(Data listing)
###

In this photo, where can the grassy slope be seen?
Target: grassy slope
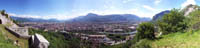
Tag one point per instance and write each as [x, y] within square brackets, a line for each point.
[178, 40]
[4, 34]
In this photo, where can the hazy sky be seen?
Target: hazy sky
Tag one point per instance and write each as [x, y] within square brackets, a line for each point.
[66, 9]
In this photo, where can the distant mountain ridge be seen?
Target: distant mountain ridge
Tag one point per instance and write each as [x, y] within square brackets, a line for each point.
[33, 19]
[160, 15]
[91, 17]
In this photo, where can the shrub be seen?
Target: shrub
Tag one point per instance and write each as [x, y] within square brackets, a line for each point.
[145, 30]
[172, 22]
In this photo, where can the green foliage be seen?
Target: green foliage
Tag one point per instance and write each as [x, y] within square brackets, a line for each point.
[172, 22]
[145, 30]
[194, 20]
[3, 12]
[144, 43]
[5, 43]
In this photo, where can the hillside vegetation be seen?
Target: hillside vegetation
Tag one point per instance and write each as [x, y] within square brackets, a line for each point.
[173, 30]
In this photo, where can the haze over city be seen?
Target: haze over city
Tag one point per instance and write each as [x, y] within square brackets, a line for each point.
[67, 9]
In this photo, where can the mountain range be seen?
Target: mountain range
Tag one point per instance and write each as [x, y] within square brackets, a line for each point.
[160, 15]
[90, 17]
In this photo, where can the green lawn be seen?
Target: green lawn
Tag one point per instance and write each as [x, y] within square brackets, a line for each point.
[6, 36]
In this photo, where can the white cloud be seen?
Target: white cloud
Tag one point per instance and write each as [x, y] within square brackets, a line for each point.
[157, 2]
[188, 2]
[149, 7]
[126, 1]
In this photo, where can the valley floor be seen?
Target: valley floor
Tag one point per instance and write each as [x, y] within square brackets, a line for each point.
[7, 40]
[174, 40]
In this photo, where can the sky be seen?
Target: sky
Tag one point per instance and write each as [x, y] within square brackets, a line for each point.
[67, 9]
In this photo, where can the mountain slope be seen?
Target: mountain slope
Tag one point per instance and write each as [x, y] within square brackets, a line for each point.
[33, 19]
[109, 18]
[159, 15]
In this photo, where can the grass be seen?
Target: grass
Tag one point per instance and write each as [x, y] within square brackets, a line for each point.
[178, 40]
[23, 43]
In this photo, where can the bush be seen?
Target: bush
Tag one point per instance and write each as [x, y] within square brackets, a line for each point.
[172, 22]
[145, 30]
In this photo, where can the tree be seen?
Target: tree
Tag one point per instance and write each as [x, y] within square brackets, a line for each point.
[172, 22]
[145, 30]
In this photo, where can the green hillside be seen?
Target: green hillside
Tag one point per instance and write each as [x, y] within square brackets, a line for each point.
[173, 31]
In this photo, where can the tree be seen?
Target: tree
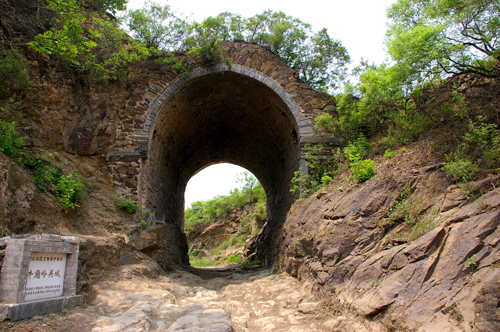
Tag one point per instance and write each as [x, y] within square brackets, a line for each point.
[89, 40]
[438, 38]
[318, 59]
[249, 183]
[157, 26]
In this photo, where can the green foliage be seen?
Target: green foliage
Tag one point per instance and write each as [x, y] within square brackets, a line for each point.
[201, 213]
[69, 190]
[317, 58]
[423, 225]
[13, 73]
[176, 63]
[482, 140]
[156, 26]
[405, 126]
[89, 40]
[460, 168]
[127, 204]
[358, 149]
[115, 53]
[325, 122]
[205, 38]
[250, 263]
[409, 211]
[389, 154]
[355, 152]
[363, 170]
[142, 224]
[232, 241]
[10, 141]
[472, 262]
[230, 259]
[434, 38]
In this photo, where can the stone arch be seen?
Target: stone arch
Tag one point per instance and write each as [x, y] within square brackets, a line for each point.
[304, 125]
[222, 114]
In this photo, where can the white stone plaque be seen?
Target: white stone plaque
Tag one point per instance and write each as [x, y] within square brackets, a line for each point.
[45, 276]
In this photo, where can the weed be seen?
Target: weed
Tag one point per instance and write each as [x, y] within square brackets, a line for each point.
[127, 204]
[69, 190]
[250, 263]
[11, 142]
[389, 154]
[423, 225]
[13, 73]
[462, 170]
[472, 262]
[468, 189]
[363, 170]
[324, 122]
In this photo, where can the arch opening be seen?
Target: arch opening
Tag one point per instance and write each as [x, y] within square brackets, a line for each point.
[222, 117]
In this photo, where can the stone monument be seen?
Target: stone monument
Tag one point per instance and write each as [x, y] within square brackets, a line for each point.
[38, 276]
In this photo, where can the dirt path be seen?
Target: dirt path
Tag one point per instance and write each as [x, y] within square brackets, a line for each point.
[214, 300]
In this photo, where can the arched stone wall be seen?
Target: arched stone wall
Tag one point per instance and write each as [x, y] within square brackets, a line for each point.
[253, 113]
[222, 114]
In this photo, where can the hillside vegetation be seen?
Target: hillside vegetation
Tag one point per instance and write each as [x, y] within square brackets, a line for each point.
[218, 228]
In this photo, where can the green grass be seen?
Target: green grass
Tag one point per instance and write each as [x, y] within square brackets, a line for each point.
[226, 260]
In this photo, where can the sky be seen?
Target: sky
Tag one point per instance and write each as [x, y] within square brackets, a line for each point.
[359, 24]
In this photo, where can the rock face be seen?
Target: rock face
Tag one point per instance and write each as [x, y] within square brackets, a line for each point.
[444, 280]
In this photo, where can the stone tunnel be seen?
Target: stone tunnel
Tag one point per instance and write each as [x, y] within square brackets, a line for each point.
[242, 114]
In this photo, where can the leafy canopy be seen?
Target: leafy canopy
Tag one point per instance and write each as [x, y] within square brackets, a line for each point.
[89, 40]
[318, 59]
[436, 38]
[156, 26]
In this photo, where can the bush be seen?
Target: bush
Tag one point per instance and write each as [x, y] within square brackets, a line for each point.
[363, 170]
[462, 170]
[325, 122]
[358, 149]
[10, 141]
[69, 190]
[320, 174]
[201, 213]
[127, 204]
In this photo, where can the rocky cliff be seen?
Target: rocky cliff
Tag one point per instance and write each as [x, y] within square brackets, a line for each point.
[434, 267]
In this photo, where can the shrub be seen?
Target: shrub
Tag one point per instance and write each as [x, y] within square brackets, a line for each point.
[358, 149]
[13, 73]
[127, 204]
[10, 141]
[482, 140]
[320, 174]
[462, 170]
[363, 170]
[389, 154]
[325, 122]
[143, 224]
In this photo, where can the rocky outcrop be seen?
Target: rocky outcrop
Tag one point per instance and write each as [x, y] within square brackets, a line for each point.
[444, 280]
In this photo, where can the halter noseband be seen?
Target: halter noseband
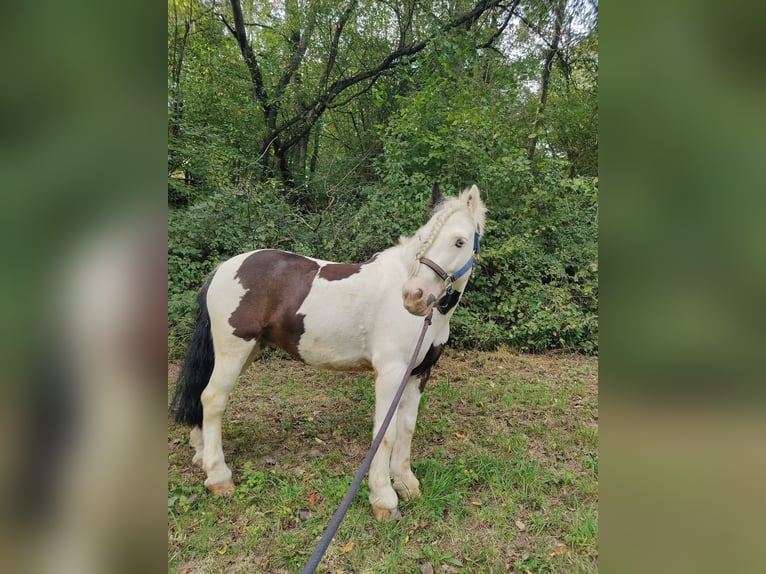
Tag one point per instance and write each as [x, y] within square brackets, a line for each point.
[450, 279]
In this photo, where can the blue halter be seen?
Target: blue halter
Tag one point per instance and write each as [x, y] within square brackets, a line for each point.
[450, 279]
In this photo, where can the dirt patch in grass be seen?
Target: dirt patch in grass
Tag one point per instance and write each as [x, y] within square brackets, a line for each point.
[506, 450]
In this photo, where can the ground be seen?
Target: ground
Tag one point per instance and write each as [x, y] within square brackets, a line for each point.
[506, 450]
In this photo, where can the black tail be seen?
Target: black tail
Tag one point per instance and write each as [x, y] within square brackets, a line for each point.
[197, 367]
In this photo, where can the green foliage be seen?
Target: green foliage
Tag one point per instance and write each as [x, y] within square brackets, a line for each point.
[459, 112]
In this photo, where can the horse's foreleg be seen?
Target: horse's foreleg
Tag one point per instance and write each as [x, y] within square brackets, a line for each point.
[227, 368]
[405, 482]
[382, 495]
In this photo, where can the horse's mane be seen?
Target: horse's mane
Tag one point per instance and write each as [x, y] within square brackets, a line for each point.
[426, 235]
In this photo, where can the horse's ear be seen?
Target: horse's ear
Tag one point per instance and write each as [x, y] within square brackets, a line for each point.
[436, 196]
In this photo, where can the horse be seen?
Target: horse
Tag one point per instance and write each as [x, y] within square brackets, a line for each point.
[339, 316]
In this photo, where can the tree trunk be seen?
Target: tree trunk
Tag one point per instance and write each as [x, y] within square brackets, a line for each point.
[544, 84]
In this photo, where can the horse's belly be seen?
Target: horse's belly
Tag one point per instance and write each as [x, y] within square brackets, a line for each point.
[339, 353]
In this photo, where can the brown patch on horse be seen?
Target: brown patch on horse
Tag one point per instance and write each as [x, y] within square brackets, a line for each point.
[424, 368]
[339, 271]
[276, 283]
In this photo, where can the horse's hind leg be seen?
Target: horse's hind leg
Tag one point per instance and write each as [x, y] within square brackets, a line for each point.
[232, 356]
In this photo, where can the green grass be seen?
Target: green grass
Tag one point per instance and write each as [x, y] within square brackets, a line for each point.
[505, 449]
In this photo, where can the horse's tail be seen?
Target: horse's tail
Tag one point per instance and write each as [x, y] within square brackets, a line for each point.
[197, 367]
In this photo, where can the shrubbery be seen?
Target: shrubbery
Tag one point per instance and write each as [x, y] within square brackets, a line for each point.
[536, 286]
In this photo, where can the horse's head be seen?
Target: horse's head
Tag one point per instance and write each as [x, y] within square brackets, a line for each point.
[447, 249]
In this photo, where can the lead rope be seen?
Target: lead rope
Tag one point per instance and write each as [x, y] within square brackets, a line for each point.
[345, 504]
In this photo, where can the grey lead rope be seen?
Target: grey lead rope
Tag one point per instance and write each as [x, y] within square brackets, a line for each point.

###

* **Your instructions**: All lines from the line containing "In this photo, where can the horse's head" through the end of the listing above are to be duplicated exactly; include both ends and nothing further.

* **Answer for this exercise**:
In this photo, where can the horse's head be seen?
Target: horse's head
Tag one point per instance and write each as [x, y] within square brackets, a line for each point.
[447, 249]
In this photo, where can the lead rope be seen?
Target: lead rope
Tag one point per instance and write each as [x, y] within square brackets, a line for each point.
[345, 504]
In this photo, where can the grey lead rope be seen?
Target: grey lead rope
Tag one point per instance and write each as [x, y] within square brackets, a line for each point.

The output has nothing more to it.